* Aim of the task
Quote all of the records below verbatim, but leave the pictures out of your answer.

* Material for this task
⁂
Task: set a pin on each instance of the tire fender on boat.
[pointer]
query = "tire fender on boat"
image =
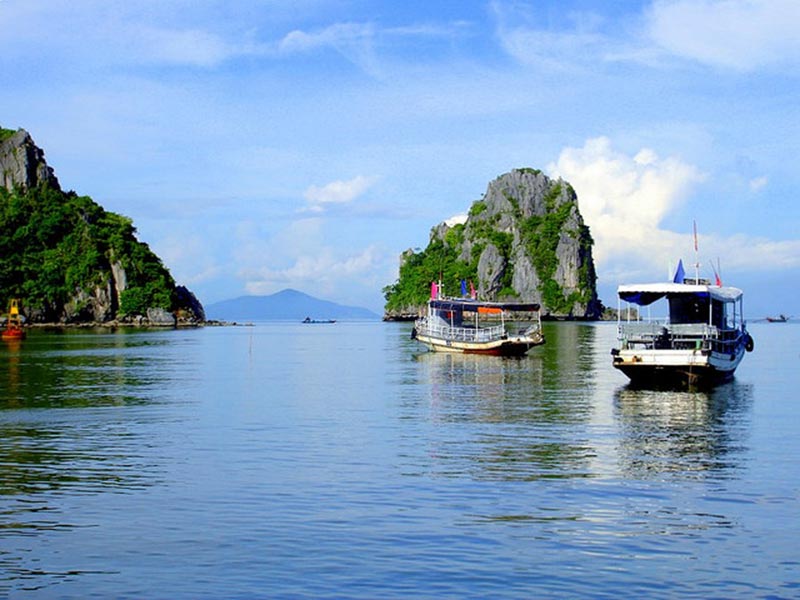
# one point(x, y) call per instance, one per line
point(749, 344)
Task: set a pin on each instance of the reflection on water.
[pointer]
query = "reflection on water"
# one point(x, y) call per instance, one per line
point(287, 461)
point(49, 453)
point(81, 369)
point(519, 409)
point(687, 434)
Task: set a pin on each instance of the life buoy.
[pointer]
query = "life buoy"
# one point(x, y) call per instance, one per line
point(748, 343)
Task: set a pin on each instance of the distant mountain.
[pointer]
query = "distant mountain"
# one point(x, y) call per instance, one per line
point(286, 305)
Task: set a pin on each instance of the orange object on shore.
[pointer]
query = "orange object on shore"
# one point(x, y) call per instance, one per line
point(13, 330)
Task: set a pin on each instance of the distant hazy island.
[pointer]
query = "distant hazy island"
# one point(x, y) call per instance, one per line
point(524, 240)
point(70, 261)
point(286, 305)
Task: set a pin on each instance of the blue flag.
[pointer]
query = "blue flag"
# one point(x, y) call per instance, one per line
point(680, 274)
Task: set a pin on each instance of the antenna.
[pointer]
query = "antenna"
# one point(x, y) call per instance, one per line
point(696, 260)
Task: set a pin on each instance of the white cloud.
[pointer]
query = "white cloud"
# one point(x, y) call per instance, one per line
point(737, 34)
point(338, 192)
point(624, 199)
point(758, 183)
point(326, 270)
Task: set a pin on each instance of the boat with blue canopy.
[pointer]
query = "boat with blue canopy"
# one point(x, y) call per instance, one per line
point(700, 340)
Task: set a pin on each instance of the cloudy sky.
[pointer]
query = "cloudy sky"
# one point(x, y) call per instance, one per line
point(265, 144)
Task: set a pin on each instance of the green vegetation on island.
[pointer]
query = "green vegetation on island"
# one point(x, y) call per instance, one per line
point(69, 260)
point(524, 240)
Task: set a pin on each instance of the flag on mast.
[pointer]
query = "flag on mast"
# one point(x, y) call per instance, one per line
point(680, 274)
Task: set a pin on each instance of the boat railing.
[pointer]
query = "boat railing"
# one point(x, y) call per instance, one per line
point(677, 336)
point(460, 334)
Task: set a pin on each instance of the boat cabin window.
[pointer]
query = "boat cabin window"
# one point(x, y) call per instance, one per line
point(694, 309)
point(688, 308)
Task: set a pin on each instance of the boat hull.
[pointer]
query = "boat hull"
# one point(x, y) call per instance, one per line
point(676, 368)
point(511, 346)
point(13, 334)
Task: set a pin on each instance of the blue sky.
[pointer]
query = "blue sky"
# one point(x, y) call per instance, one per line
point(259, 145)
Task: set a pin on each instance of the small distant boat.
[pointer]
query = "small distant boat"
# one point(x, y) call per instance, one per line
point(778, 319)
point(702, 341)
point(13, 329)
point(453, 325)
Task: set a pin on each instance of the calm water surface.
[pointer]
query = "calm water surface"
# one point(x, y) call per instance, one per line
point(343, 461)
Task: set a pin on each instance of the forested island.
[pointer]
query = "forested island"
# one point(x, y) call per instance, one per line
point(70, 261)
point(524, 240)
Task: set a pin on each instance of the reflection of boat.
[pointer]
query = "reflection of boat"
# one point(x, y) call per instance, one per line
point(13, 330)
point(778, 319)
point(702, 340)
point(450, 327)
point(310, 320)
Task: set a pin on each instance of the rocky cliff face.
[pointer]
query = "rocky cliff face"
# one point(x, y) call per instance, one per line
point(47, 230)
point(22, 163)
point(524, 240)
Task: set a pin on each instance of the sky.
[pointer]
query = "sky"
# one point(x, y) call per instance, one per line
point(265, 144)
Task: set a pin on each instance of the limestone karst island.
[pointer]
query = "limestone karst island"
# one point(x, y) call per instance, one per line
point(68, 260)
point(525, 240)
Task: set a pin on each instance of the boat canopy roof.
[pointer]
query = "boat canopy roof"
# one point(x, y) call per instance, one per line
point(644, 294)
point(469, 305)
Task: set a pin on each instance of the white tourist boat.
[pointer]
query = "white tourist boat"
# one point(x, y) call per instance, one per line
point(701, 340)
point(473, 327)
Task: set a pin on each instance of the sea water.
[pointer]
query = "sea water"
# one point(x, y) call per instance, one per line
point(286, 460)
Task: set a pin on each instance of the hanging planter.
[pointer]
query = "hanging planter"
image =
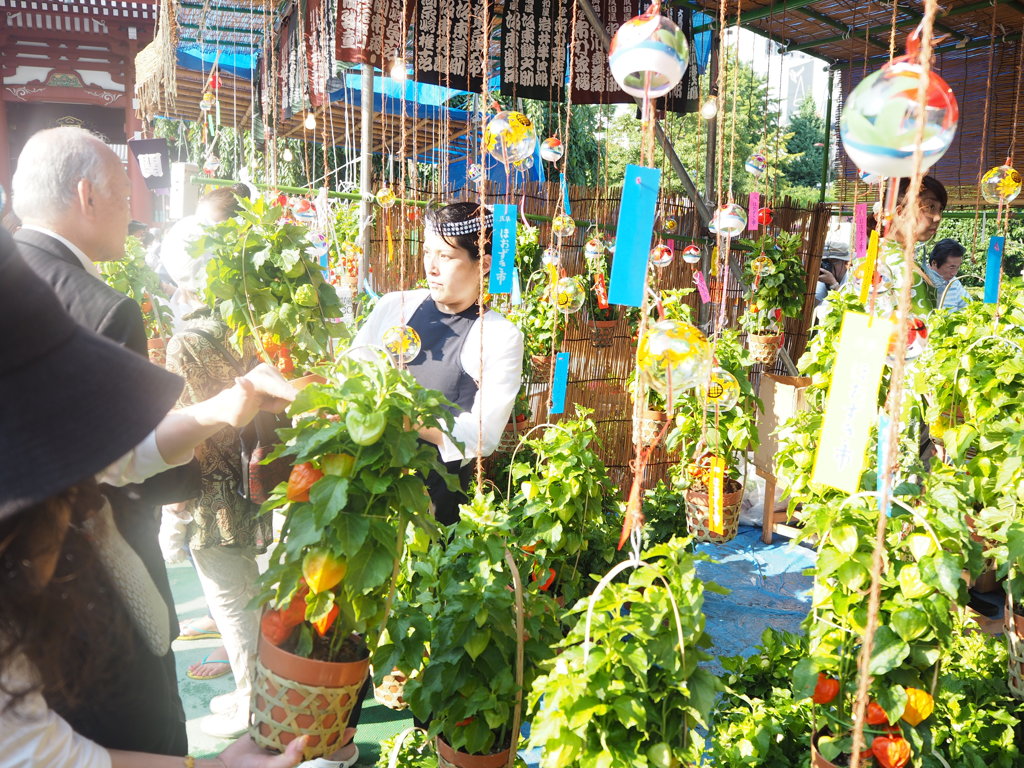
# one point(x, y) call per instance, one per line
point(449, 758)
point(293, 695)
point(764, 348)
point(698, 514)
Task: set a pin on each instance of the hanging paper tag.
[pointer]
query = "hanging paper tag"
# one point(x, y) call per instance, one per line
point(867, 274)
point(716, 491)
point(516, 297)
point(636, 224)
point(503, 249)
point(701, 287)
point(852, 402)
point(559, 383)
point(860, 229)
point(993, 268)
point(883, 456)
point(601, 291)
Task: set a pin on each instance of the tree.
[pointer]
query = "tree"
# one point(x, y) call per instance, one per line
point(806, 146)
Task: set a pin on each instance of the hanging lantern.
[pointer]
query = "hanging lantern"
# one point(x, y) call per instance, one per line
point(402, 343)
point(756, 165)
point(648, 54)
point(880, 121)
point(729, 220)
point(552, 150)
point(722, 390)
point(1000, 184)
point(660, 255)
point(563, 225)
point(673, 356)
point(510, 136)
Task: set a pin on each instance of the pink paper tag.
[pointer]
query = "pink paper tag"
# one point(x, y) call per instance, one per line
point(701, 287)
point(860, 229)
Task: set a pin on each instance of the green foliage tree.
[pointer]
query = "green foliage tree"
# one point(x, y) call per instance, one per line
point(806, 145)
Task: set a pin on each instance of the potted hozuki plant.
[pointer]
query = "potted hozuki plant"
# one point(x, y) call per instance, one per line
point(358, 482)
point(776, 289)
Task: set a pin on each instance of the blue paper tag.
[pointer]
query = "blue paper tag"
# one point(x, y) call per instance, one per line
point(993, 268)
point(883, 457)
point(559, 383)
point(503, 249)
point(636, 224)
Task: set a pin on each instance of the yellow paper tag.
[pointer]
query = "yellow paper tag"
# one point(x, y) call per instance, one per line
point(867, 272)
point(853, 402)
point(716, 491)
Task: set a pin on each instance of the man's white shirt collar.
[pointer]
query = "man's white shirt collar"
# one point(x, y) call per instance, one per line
⁂
* Response to the exercise
Task: set a pin on each instance of the tire fender on boat.
[pointer]
query = "tire fender on boat"
image =
# one point(x, y) call per instance, one per line
point(749, 344)
Task: set a pin on each instance of the reflection on water.
[pointer]
query = "reflection on water"
# one point(x, y) call per instance, one per line
point(287, 461)
point(49, 453)
point(81, 369)
point(519, 409)
point(687, 434)
Task: set a pin on each instance of the life buoy.
[pointer]
query = "life buoy"
# one point(x, y) call per instance, one per line
point(748, 343)
Task: set a pin on each instance of the distant mountain.
[pointer]
query = "distant mountain"
# one point(x, y) call per instance, one per line
point(286, 305)
Task: set a pin on each instance of the orange object on shore.
[pointer]
query = "orange object on shore"
# one point(x, y) call per instance, one per line
point(13, 330)
Task: set a pin on each instance of the distant hazy island.
[pointer]
query = "distant hazy island"
# one point(x, y) call per instance, one per line
point(524, 240)
point(70, 261)
point(286, 305)
Task: set a pin on each instance of the blue flag.
[pointer]
query = "blue flag"
# one point(x, y) call per instance, one per line
point(680, 274)
Task: set a pin on each instance of the antenna.
[pointer]
query = "antenna"
# one point(x, y) call per instance, one per line
point(696, 260)
Task: set a pin on each instance of the white cloud.
[pointer]
query = "white cloud"
# one point(x, y) call per instance, one per line
point(737, 34)
point(338, 192)
point(624, 199)
point(758, 183)
point(326, 270)
Task: set a pin on each instance of the boat with blue canopy.
[pointer]
query = "boat with blue canopy"
# one point(x, y) call per instance, one per line
point(700, 340)
Task: set a pin on each instance of the cloudy sky.
[pointer]
query = "cloudy sky"
# one point(x, y) call per instance, one per line
point(265, 144)
Task: set a pin on each instance of the green vegetation on island.
[pointer]
query = "green vegetation on island"
# one point(x, y) call per instance, one per line
point(69, 260)
point(524, 240)
Task: set a pin on each instance of the flag on mast.
[pointer]
query = "flag on mast"
# one point(x, y) call per instance, one per line
point(680, 274)
Task: set a pin on each instance of the boat railing.
[pointer]
query = "boat railing"
# one point(x, y) call per instance, one per line
point(677, 336)
point(460, 334)
Task: set a pin on each instance of the boat cabin window.
[pointer]
query = "boat cabin window"
# one point(x, y) call per instance, one per line
point(694, 309)
point(688, 308)
Task: set a pin on each instance of the boat hull.
[pointer]
query = "boat hull"
# one point(x, y) call per instance, one per line
point(676, 368)
point(511, 346)
point(13, 334)
Task: set a pin on each instance of the blue sky.
[pointer]
query = "blue sky"
# one point(x, y) call per instance, one per line
point(259, 145)
Task: set a pin on each instance of the small distant boat.
[pointer]
query = "small distant boat"
# one point(x, y) call per instance, one per line
point(778, 319)
point(702, 341)
point(13, 329)
point(453, 325)
Task: set a pin on each instance of the calm water surface.
[pointer]
query = "calm water surface"
# one point(x, y) call per instance, one per line
point(343, 461)
Task: set a pin on each instance of the forested island.
[pointer]
query = "forested island"
# one point(x, y) call per instance, one per line
point(70, 261)
point(524, 240)
Task: set a pin on each instance of the reflection of boat.
[pointer]
query = "reflection of boat"
# one point(x, y) call per instance, one per line
point(13, 330)
point(778, 319)
point(702, 340)
point(450, 327)
point(310, 320)
Task: set a pin on each instance of the rocky cliff face.
[pointer]
query = "rocky cliff face"
# one point(x, y) call per instance, one per line
point(47, 230)
point(22, 163)
point(524, 240)
Task: set a pin on each instance of the sky.
[pointer]
query = "sky"
# one point(x, y) call per instance, one per line
point(265, 144)
Task: set a pin on each instance of the limestone karst island.
[pointer]
query = "limestone karst island"
# one point(x, y) call per instance, one per line
point(68, 260)
point(525, 240)
Task: set a pin on each instance of the boat canopy roof.
[pointer]
query = "boat canopy roof"
# one point(x, y) call per instance, one per line
point(644, 294)
point(469, 305)
Task: set a pin on each instance of the white tourist boat.
[pointer]
query = "white tourist boat"
# one point(x, y) call per instance, one per line
point(701, 340)
point(473, 327)
Task: set a pin on each instance of the sea water.
[pointer]
query = "sea water"
# one point(x, y) call per instance, one per line
point(286, 460)
Task: set a pin on each instance of the hanging planter.
[pointer]
query = "hanging planter"
image =
# one point(x, y) call per instance, one per line
point(449, 758)
point(293, 695)
point(764, 348)
point(698, 514)
Task: set a pin on each instance of the hanging paper tag.
[pointer]
query = "hanging paper tag"
# one point(x, y) call per instance, one per line
point(867, 274)
point(716, 491)
point(516, 297)
point(636, 224)
point(503, 249)
point(701, 287)
point(852, 402)
point(559, 383)
point(860, 229)
point(993, 268)
point(883, 456)
point(601, 291)
Task: set a pin on each instance of the tree.
[pointer]
query = "tree"
# one point(x, y) call per instance, one per line
point(806, 146)
Task: set a pin on each instance of the hanging lantern.
[pointer]
query = "hanging lantern"
# one point(x, y) call per instance, one per line
point(402, 343)
point(756, 165)
point(648, 54)
point(880, 121)
point(729, 220)
point(552, 150)
point(722, 390)
point(1000, 184)
point(660, 255)
point(563, 225)
point(673, 356)
point(510, 136)
Task: set a pin on each instance of the pink paper tag.
[pointer]
query = "pink paper tag"
# one point(x, y) call per instance, one per line
point(701, 287)
point(860, 229)
Task: set a pin on each instance of the green foliage tree.
[pointer]
query = "green foliage tree"
# one point(x, y) call per instance, one per line
point(806, 145)
Task: set a pin on each instance of the potted hozuki plant.
[pointer]
query = "potted hozuki plant"
# one point(x, y) call per instance, one per line
point(358, 482)
point(776, 289)
Task: set a pin on each instance of the blue paper tag.
[pointer]
query = "blue paper tag"
# one point(x, y) call per instance, one per line
point(993, 268)
point(883, 457)
point(559, 383)
point(503, 249)
point(636, 224)
Task: set a pin on each instance of the yellow paper tag.
[pointer]
query = "yellow paper tag"
# one point(x, y) call per instance, one per line
point(867, 272)
point(853, 402)
point(716, 491)
Task: set a pin on each instance of the man's white shirt collar.
[pointer]
query = "man's white shirt collar"
# one point(x, y) call per instance, one per line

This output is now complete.